## START
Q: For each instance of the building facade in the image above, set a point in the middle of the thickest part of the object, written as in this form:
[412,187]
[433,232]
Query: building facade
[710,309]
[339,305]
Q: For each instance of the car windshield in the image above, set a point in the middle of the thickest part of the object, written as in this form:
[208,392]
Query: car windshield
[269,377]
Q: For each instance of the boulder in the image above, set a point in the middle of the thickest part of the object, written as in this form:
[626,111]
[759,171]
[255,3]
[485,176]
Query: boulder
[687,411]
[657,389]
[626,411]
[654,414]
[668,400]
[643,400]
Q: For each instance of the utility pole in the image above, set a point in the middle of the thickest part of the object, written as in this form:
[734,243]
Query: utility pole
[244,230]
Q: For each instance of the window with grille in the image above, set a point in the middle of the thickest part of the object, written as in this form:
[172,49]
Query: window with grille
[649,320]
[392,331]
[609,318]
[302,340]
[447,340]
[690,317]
## END
__REQUIRED TASK__.
Write an exact transcription of every entry above.

__FINAL ANSWER__.
Q: For each instance of the building facade in the image above, set a point in the middle of the thickest part of the object, written as in this form:
[412,187]
[433,232]
Query: building facade
[710,309]
[339,305]
Q: For each instance of the car windshield in the image above, set a point in the middle of the thickest part of the object, written as in this form:
[208,392]
Query: car windshield
[269,377]
Q: For each instance of the boulder in the image above, set a point in the middle of the thickest part of the object, written as in this form:
[626,111]
[759,171]
[255,3]
[485,176]
Query: boulder
[687,411]
[657,389]
[626,411]
[654,414]
[668,400]
[643,400]
Q: For each instance of the utility pole in the image above, set a point in the middle of the thickest part of the object, written as in this form:
[734,243]
Query: utility pole
[244,230]
Q: For each instance of the window with grille in the image above, set a point in the middle of the thickest part of the object, written as in this form:
[172,49]
Query: window with grille
[649,320]
[392,331]
[609,318]
[302,340]
[447,340]
[690,317]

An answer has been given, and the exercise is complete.